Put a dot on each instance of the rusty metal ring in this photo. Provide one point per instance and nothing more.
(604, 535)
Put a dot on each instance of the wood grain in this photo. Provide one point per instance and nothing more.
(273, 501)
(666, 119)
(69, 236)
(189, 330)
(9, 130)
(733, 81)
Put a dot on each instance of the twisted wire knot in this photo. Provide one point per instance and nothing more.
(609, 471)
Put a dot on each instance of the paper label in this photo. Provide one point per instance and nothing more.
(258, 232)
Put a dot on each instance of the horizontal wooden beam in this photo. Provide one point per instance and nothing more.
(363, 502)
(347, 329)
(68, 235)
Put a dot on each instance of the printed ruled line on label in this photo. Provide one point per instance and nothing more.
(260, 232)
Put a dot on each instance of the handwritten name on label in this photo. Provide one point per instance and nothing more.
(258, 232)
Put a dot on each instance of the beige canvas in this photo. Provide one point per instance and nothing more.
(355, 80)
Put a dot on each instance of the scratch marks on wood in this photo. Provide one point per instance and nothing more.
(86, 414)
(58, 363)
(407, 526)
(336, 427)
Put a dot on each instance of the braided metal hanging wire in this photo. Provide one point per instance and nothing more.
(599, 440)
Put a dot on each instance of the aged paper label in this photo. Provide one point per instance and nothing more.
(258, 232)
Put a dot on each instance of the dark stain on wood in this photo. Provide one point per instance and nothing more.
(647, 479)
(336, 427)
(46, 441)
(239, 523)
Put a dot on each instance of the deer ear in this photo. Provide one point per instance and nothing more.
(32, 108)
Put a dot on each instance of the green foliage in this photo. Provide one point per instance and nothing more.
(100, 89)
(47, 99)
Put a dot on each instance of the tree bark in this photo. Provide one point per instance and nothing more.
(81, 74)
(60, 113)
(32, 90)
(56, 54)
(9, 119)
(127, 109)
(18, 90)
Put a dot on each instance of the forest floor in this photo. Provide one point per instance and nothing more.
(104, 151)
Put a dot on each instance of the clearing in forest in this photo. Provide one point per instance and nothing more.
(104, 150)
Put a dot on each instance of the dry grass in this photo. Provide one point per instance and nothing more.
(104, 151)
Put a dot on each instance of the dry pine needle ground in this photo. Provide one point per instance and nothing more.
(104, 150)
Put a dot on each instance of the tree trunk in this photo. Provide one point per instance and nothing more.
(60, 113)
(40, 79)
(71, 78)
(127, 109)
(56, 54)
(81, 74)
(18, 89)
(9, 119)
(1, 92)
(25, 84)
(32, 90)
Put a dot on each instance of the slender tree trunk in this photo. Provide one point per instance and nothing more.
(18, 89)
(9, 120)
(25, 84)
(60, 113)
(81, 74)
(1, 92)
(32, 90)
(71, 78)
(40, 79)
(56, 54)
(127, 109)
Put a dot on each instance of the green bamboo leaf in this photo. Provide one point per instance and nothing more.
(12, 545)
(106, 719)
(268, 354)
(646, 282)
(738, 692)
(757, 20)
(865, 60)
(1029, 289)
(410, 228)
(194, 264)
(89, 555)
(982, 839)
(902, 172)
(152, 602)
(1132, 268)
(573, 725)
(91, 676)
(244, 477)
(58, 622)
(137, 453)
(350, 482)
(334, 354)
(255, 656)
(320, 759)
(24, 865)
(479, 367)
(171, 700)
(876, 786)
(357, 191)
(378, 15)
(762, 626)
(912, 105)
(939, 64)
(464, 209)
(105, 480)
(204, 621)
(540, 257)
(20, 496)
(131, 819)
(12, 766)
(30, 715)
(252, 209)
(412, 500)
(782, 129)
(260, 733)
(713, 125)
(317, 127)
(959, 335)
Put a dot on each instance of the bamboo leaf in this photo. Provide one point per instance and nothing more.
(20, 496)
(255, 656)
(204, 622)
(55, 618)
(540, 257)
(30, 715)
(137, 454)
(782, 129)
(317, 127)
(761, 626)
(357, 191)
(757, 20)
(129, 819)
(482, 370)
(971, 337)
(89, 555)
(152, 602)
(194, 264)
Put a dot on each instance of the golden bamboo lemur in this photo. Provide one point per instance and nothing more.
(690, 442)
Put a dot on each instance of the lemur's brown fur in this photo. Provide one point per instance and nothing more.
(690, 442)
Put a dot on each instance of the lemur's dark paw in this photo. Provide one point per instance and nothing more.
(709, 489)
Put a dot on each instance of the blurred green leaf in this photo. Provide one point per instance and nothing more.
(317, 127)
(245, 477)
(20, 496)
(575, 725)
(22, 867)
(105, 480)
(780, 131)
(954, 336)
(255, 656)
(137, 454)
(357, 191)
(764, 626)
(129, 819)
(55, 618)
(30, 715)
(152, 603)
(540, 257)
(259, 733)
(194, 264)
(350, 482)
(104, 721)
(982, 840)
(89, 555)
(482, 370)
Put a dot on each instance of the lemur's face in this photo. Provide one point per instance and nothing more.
○ ○ ○ ○ ○
Exercise directions:
Could you print all of the data above once more, unaltered?

Answer below:
Put a dot on each instance of the rusty metal ring in this photo. Provide one point per instance and nothing more.
(604, 535)
Put a dot on each instance of the wood grain in this photo. Provide one point per instance and nothing more.
(273, 501)
(666, 119)
(69, 236)
(189, 330)
(9, 130)
(733, 81)
Put a dot on each instance of the twisted wire knot in this photo. Provide one point per instance and nothing more.
(609, 471)
Put a dot on each instance of the paper label in this photo. Provide one point per instance and nothing more.
(258, 232)
Put a dot on each instance of the horizontal wooden beam in this photo. Provide one point per instance and nothing more.
(363, 502)
(347, 329)
(68, 235)
Put a dot on each instance of the printed ruled line on label in this photo. Provide one point per instance and nothing more.
(260, 232)
Put a dot on each instance of the handwritten name on label in this photo. Provide one point per instance and nothing more.
(258, 232)
Put a dot on each instance of the beige canvas in this photo. Provide one point per instance and nothing more.
(355, 80)
Put a dot on each instance of the scratch marks on wood in this photo. Provide one point per instance and nothing more.
(86, 414)
(58, 363)
(407, 526)
(336, 427)
Put a dot on each instance of the braided metal hanging wire in this photo. Provide one point per instance and nothing more.
(599, 440)
Put a dot on each instance of the aged paper label in this photo. Provide one point per instance and nothing more.
(258, 232)
Put a dot on each instance of the dark stain on wood in this photo. Provide one point per instance and nothing more.
(647, 479)
(336, 427)
(46, 441)
(239, 523)
Put a dot on each instance of the deer ear in this photo. Provide one point per instance and nothing more.
(32, 108)
Put a dot on each instance of the green foliage in this photo. Provide one point per instance and nothing more.
(100, 89)
(47, 99)
Put a dot on each instance of the tree bark in this photo. Provide one point per instance and nothing more.
(81, 74)
(60, 113)
(32, 90)
(56, 54)
(9, 119)
(127, 109)
(18, 90)
Put a dot on each instance of the forest floor in this photo. Provide one point per instance and nothing more.
(104, 151)
Put a dot on each instance of the clearing in forest in this photo. Provide one point per instance and nothing more.
(104, 150)
Put a dot on each instance of the dry grass in this photo. Provide one point per instance and nothing more.
(104, 151)
Put a dot on each instance of the dry pine needle ground in this photo. Provide one point per instance and nothing more.
(104, 150)
Put a dot on each instance of the tree trunk in this photo. Provide one point per instance and nothing more.
(60, 113)
(40, 79)
(71, 78)
(127, 109)
(56, 54)
(81, 74)
(18, 89)
(9, 119)
(1, 92)
(25, 84)
(32, 90)
Put a dot on each instance of the slender tree trunk in this photo. Provide one point per instance and nothing more.
(18, 89)
(9, 120)
(25, 84)
(60, 113)
(81, 74)
(1, 92)
(32, 90)
(71, 78)
(40, 79)
(56, 54)
(127, 109)
Put a dot on each instance of the green bamboo leaf in this photo. Provide one point per instance and nothing more.
(12, 545)
(106, 719)
(268, 354)
(646, 282)
(738, 692)
(757, 20)
(865, 60)
(1029, 289)
(410, 228)
(194, 264)
(89, 555)
(982, 839)
(902, 172)
(152, 602)
(1132, 268)
(573, 725)
(91, 676)
(244, 477)
(58, 622)
(137, 453)
(350, 482)
(334, 354)
(255, 656)
(320, 759)
(24, 865)
(479, 367)
(171, 700)
(876, 786)
(357, 191)
(378, 15)
(762, 626)
(912, 105)
(939, 64)
(464, 209)
(105, 480)
(204, 621)
(540, 257)
(20, 496)
(131, 819)
(12, 766)
(30, 715)
(252, 209)
(412, 500)
(782, 129)
(260, 733)
(713, 125)
(317, 127)
(959, 335)
Put a dot on each instance of the bamboo leaf in this photo. Provide one point per instance and nothing more.
(20, 496)
(255, 656)
(204, 622)
(55, 618)
(540, 257)
(30, 715)
(137, 454)
(782, 129)
(317, 127)
(761, 626)
(357, 191)
(757, 20)
(129, 819)
(482, 370)
(971, 337)
(89, 555)
(152, 602)
(194, 264)
Put a dot on each instance of the golden bamboo lemur in this photo. Provide one point per instance and nothing more.
(690, 442)
Put a dot on each instance of the lemur's brown fur in this photo. Provide one point per instance and nothing more.
(690, 442)
Put a dot on each instance of the lemur's dark paw in this photo. Provide one point per instance and nothing more.
(709, 489)
Put a dot on each instance of the blurred green leaf in this photo. Provide one point per instance and nothing more.
(317, 127)
(245, 477)
(20, 496)
(575, 725)
(22, 867)
(105, 480)
(780, 131)
(954, 336)
(255, 656)
(137, 454)
(357, 191)
(764, 626)
(129, 819)
(55, 618)
(30, 715)
(152, 603)
(540, 257)
(259, 733)
(194, 264)
(350, 482)
(104, 721)
(982, 840)
(89, 555)
(482, 370)
Put a dot on each instance of the lemur's face in this photo. Provide one point per instance and nothing more.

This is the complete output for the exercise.